Task statement
Quote the lines of the material from the line containing "it: point(465, 478)." through the line containing "point(539, 233)", including both of those lines.

[Object point labels]
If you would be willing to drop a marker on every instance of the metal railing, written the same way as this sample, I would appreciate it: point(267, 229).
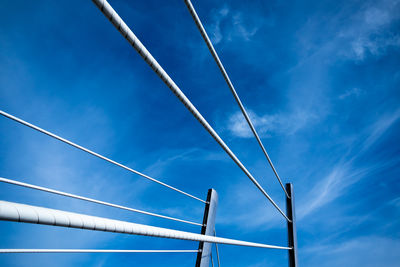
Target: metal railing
point(11, 211)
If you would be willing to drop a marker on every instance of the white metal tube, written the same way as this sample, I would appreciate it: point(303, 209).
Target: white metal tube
point(230, 85)
point(23, 250)
point(10, 211)
point(116, 20)
point(5, 114)
point(4, 180)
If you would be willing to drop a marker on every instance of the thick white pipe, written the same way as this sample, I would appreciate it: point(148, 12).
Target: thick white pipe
point(7, 115)
point(121, 26)
point(4, 180)
point(10, 211)
point(34, 250)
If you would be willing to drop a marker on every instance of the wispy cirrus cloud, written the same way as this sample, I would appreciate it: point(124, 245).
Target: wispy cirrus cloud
point(345, 173)
point(228, 24)
point(269, 124)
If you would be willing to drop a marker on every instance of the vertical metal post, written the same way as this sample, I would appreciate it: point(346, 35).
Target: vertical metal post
point(204, 254)
point(292, 235)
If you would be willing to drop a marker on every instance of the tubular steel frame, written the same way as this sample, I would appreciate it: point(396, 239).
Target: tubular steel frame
point(10, 211)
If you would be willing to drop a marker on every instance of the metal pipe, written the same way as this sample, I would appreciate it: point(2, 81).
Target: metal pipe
point(10, 211)
point(216, 248)
point(292, 232)
point(210, 212)
point(126, 32)
point(5, 114)
point(230, 85)
point(4, 180)
point(12, 250)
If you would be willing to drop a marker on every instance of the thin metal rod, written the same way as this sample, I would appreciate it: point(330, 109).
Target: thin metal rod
point(216, 248)
point(4, 180)
point(92, 251)
point(126, 32)
point(10, 211)
point(5, 114)
point(230, 85)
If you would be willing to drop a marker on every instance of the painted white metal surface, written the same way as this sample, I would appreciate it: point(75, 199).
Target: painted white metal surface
point(7, 115)
point(11, 211)
point(231, 87)
point(30, 250)
point(45, 189)
point(126, 32)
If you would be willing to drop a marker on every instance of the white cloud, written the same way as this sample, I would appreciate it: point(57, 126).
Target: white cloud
point(269, 125)
point(344, 174)
point(351, 92)
point(361, 251)
point(235, 25)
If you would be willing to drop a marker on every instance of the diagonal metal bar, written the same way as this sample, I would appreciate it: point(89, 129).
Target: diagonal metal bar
point(231, 87)
point(126, 32)
point(10, 211)
point(4, 180)
point(29, 250)
point(5, 114)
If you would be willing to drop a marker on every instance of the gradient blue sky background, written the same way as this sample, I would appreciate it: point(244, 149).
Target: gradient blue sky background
point(320, 79)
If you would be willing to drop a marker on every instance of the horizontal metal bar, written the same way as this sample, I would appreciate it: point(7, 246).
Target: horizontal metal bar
point(231, 87)
point(5, 114)
point(10, 211)
point(126, 32)
point(12, 250)
point(4, 180)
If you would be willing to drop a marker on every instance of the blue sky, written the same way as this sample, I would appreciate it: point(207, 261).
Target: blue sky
point(320, 79)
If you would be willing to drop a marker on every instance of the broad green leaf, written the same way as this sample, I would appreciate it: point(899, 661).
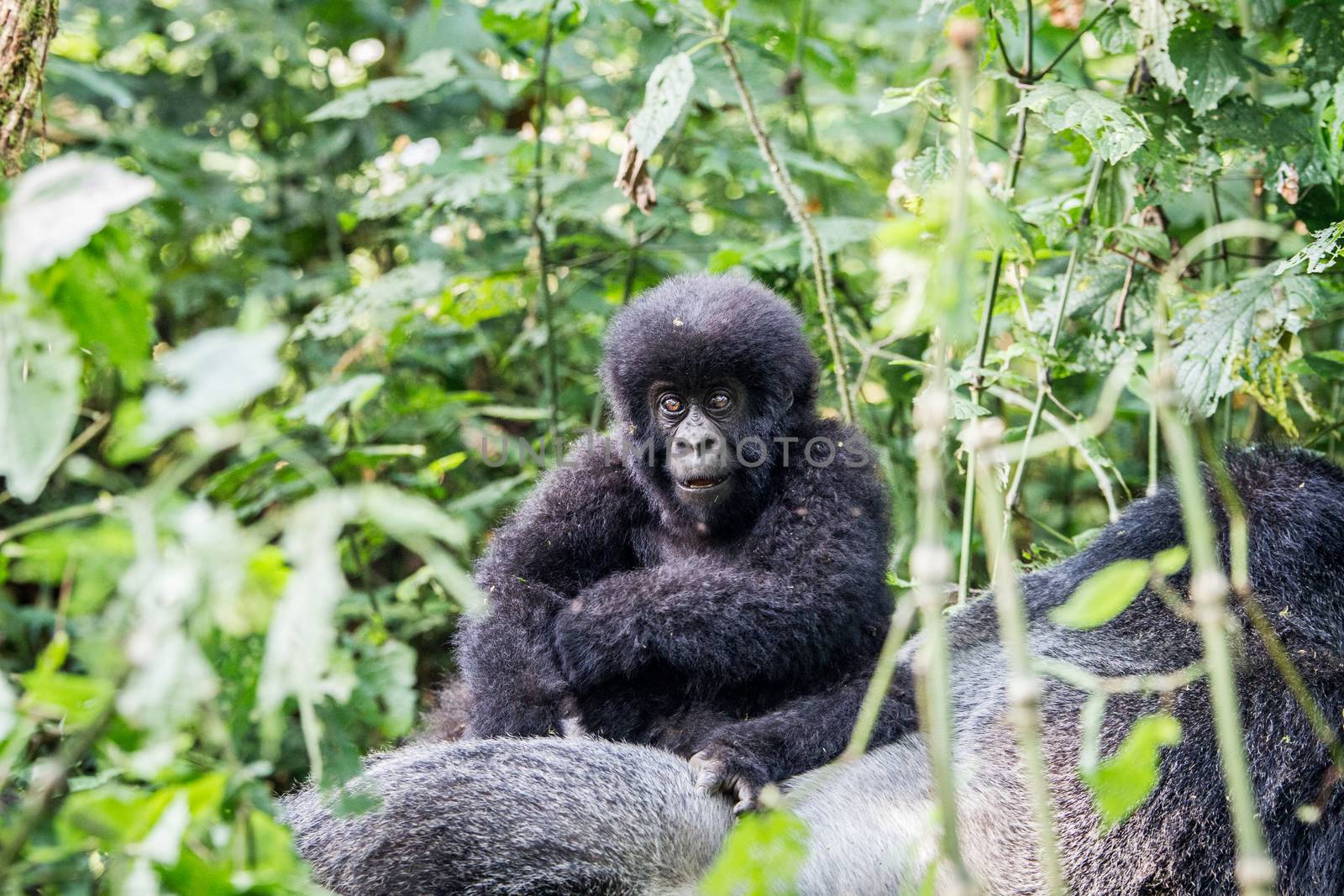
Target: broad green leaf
point(1171, 560)
point(376, 304)
point(1321, 253)
point(57, 207)
point(1112, 129)
point(102, 293)
point(71, 699)
point(323, 402)
point(428, 73)
point(39, 398)
point(1120, 785)
point(302, 631)
point(664, 97)
point(1102, 595)
point(1240, 328)
point(1211, 62)
point(761, 857)
point(215, 372)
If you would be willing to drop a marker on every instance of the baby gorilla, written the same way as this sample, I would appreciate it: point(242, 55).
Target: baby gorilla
point(723, 553)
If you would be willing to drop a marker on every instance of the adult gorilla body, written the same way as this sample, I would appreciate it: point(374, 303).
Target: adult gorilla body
point(578, 815)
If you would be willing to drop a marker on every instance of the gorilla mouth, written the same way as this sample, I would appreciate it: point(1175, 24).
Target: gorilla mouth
point(702, 483)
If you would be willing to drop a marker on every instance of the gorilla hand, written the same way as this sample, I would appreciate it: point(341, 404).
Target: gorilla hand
point(722, 768)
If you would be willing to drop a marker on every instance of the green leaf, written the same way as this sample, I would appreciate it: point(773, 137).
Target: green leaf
point(215, 372)
point(323, 402)
point(378, 302)
point(1236, 327)
point(102, 293)
point(1321, 253)
point(1213, 65)
point(39, 399)
point(931, 93)
point(57, 207)
point(76, 700)
point(761, 857)
point(1102, 595)
point(1120, 785)
point(664, 97)
point(1112, 129)
point(429, 71)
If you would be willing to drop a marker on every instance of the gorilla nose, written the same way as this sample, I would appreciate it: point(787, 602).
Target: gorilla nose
point(698, 443)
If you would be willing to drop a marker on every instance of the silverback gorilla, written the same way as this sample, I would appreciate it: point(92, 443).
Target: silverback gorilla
point(725, 555)
point(596, 815)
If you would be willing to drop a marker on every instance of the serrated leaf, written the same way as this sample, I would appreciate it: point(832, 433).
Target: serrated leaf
point(1321, 253)
point(1102, 595)
point(1120, 785)
point(323, 402)
point(215, 372)
point(57, 207)
point(429, 71)
point(1112, 129)
point(1211, 62)
point(664, 97)
point(39, 399)
point(1241, 324)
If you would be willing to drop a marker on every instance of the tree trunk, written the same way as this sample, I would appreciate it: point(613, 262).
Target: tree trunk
point(27, 29)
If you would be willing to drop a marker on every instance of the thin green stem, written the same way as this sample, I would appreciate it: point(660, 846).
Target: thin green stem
point(902, 618)
point(799, 212)
point(539, 234)
point(1238, 539)
point(1209, 584)
point(987, 315)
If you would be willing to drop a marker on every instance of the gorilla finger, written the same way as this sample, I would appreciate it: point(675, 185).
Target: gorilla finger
point(746, 795)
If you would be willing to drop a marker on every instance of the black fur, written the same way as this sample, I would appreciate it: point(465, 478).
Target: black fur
point(870, 822)
point(608, 600)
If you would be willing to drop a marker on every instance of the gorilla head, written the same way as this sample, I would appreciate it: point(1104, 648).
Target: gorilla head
point(705, 372)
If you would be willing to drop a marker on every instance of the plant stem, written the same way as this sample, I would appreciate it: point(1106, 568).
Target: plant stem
point(1043, 369)
point(799, 212)
point(1023, 687)
point(987, 313)
point(882, 673)
point(931, 564)
point(1209, 584)
point(539, 233)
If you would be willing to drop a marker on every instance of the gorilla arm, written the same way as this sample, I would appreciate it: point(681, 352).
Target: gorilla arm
point(571, 531)
point(806, 595)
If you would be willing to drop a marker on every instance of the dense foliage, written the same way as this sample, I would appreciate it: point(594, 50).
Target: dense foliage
point(297, 297)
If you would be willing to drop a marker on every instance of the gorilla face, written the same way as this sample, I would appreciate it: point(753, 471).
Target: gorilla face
point(705, 374)
point(699, 429)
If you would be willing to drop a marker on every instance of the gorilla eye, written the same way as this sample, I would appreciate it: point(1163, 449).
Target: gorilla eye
point(671, 405)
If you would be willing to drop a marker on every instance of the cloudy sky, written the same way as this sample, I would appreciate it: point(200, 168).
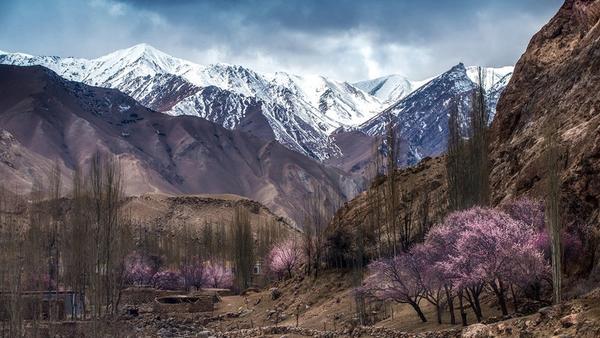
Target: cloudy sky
point(343, 39)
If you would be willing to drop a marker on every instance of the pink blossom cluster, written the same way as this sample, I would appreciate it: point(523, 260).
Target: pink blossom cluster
point(141, 269)
point(285, 257)
point(500, 250)
point(168, 279)
point(218, 276)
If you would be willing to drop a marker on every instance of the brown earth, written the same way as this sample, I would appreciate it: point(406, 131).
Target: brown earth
point(558, 78)
point(171, 213)
point(44, 118)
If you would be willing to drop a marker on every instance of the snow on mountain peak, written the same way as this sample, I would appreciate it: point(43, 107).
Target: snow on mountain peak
point(301, 111)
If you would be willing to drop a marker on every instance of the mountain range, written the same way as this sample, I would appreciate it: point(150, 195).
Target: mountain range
point(300, 112)
point(46, 119)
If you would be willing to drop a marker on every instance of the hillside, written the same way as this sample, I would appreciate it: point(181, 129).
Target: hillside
point(45, 118)
point(556, 78)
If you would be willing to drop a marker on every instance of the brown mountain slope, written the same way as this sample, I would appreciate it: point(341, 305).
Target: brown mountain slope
point(171, 213)
point(558, 77)
point(54, 119)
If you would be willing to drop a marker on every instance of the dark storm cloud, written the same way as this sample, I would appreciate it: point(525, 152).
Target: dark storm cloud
point(344, 39)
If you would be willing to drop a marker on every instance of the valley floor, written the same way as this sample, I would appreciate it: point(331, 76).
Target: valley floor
point(326, 309)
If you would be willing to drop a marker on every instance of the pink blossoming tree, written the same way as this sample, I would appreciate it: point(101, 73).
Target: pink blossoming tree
point(285, 258)
point(218, 276)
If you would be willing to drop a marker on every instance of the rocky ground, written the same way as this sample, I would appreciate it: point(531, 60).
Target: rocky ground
point(327, 310)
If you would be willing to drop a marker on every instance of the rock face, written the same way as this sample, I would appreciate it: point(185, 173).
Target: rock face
point(558, 77)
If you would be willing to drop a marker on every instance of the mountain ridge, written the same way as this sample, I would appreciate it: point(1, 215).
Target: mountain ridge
point(300, 112)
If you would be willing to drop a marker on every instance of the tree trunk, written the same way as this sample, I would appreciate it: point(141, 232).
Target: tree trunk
point(499, 291)
point(417, 309)
point(450, 301)
point(463, 314)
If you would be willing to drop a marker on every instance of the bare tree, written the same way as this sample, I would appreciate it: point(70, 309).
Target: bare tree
point(242, 248)
point(553, 204)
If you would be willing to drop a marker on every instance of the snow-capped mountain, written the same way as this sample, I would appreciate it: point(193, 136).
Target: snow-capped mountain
point(390, 89)
point(300, 112)
point(421, 118)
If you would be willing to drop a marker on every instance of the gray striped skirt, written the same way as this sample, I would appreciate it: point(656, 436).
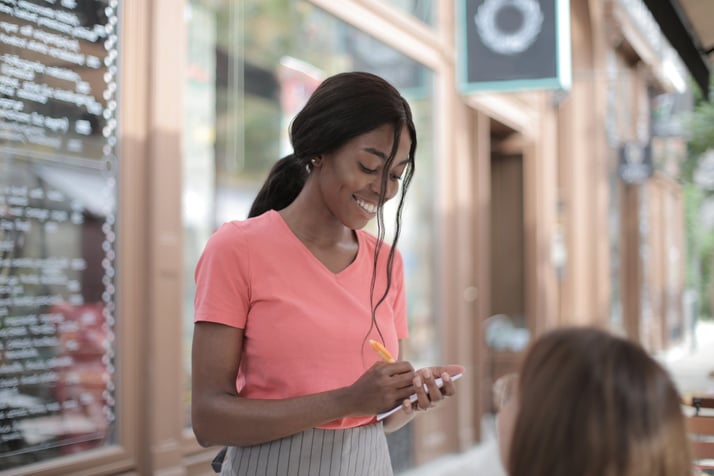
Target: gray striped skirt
point(360, 451)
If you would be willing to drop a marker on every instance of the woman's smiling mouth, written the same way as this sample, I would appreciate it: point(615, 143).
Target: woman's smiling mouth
point(366, 206)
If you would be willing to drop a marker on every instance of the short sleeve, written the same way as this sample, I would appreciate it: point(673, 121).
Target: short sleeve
point(223, 279)
point(399, 303)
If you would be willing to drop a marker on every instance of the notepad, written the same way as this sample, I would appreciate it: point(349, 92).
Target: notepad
point(413, 397)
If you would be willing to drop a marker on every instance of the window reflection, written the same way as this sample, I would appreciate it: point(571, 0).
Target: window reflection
point(252, 65)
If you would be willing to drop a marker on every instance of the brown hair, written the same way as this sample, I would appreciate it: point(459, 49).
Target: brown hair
point(593, 404)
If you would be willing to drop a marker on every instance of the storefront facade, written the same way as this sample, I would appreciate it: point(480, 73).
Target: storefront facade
point(518, 219)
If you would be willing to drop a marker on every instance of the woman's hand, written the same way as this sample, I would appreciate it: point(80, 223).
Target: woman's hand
point(382, 387)
point(432, 395)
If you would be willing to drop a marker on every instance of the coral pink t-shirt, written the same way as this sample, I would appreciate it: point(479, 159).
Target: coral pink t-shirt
point(304, 325)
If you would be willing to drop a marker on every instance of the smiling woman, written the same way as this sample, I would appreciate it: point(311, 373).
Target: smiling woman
point(255, 366)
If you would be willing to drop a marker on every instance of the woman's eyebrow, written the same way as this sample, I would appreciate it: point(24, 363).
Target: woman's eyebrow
point(382, 155)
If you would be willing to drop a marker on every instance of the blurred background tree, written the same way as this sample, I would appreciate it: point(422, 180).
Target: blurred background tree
point(698, 177)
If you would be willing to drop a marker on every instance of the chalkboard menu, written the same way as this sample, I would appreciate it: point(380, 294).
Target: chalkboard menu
point(58, 173)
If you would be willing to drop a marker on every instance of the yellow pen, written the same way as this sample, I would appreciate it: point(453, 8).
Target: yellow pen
point(381, 351)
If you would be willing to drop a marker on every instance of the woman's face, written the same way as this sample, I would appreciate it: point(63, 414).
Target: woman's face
point(350, 178)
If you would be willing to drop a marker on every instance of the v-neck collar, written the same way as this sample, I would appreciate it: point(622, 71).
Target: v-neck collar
point(299, 244)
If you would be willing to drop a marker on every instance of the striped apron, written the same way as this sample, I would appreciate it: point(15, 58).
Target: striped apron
point(360, 451)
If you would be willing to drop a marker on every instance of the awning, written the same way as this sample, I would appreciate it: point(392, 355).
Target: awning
point(688, 25)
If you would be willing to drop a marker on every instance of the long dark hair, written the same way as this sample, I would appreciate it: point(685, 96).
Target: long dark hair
point(343, 107)
point(593, 404)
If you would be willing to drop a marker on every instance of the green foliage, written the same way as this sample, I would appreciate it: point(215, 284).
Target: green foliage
point(700, 238)
point(702, 129)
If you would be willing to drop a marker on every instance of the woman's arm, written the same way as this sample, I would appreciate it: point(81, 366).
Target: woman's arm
point(221, 417)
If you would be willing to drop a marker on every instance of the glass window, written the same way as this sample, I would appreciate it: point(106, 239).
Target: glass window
point(252, 65)
point(424, 10)
point(57, 229)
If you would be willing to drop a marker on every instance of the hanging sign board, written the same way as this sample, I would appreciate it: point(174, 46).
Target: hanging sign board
point(507, 45)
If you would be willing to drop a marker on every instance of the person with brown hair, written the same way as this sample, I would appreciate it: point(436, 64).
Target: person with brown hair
point(288, 300)
point(588, 403)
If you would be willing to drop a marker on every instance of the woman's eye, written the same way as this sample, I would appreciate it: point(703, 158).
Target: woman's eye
point(367, 170)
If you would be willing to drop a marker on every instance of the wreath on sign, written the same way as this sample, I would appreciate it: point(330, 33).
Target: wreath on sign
point(509, 42)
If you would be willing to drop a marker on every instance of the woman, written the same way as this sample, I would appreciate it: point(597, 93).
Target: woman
point(588, 403)
point(287, 300)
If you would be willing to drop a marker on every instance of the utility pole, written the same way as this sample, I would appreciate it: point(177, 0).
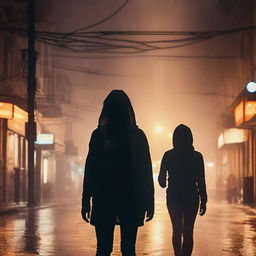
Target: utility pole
point(31, 89)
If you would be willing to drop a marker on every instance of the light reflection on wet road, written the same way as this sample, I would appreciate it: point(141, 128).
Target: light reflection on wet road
point(224, 230)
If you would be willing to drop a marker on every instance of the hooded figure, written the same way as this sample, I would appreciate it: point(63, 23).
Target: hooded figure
point(184, 168)
point(118, 175)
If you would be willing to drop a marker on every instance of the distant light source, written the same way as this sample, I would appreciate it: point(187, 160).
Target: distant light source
point(251, 87)
point(169, 134)
point(158, 129)
point(210, 164)
point(45, 139)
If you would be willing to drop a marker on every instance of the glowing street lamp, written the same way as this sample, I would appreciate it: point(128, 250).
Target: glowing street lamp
point(159, 129)
point(251, 87)
point(210, 164)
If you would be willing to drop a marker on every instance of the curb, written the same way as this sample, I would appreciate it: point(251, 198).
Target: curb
point(13, 209)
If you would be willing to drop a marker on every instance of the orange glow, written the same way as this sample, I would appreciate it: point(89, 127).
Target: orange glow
point(20, 114)
point(239, 113)
point(6, 110)
point(232, 135)
point(250, 110)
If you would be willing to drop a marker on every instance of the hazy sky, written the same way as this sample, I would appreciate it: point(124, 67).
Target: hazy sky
point(164, 91)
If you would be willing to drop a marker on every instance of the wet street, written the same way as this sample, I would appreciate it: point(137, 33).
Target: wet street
point(224, 230)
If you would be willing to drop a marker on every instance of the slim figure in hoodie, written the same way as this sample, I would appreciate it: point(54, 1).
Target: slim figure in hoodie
point(118, 176)
point(186, 192)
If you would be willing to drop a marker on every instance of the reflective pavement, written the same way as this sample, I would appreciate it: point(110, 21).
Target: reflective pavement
point(60, 231)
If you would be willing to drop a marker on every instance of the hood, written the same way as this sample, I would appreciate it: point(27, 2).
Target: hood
point(182, 137)
point(116, 97)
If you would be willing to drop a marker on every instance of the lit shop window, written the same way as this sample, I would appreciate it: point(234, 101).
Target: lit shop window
point(45, 170)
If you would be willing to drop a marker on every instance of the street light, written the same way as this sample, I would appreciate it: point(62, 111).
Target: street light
point(159, 129)
point(210, 164)
point(251, 87)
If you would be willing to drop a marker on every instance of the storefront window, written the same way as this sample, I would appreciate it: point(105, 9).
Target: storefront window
point(45, 170)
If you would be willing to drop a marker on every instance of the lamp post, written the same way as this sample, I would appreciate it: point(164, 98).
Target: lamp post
point(31, 125)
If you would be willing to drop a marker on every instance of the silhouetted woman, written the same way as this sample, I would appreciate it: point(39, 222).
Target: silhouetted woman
point(184, 168)
point(118, 176)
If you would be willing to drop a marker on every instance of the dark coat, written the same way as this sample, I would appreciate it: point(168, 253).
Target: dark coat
point(184, 168)
point(119, 180)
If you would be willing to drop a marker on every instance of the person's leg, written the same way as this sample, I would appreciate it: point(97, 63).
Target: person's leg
point(176, 215)
point(188, 228)
point(105, 235)
point(128, 239)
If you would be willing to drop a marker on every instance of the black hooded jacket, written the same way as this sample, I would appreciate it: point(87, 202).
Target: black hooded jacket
point(184, 168)
point(118, 171)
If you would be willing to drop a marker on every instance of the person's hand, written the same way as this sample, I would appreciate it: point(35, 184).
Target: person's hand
point(86, 214)
point(202, 209)
point(150, 215)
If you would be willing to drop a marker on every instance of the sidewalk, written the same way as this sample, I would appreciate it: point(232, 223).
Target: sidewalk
point(9, 208)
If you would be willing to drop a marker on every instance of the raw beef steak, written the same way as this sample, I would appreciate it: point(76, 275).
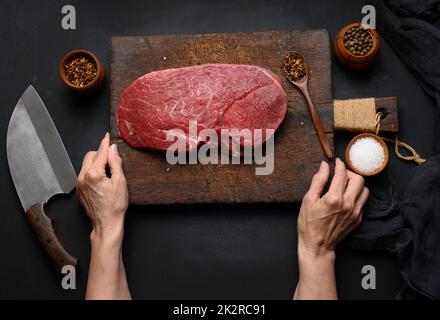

Exercise output
If you would be willing to drop a marker on every instance of the black fur, written the same way as this sample, I would appreciate it: point(465, 478).
Target: black fur
point(870, 822)
point(608, 600)
If you would be willing to drop a marker on every instance of the gorilla head, written the same way as this sample, I would appreciate it: point(1104, 648).
Target: gorilla head
point(705, 372)
If you would be willing to drop a marker on every instance of the plant stem, written the same way as this sample, I would appreciate it: point(1106, 568).
Target: plant stem
point(1043, 369)
point(799, 212)
point(1023, 687)
point(987, 313)
point(882, 673)
point(931, 564)
point(1209, 584)
point(539, 233)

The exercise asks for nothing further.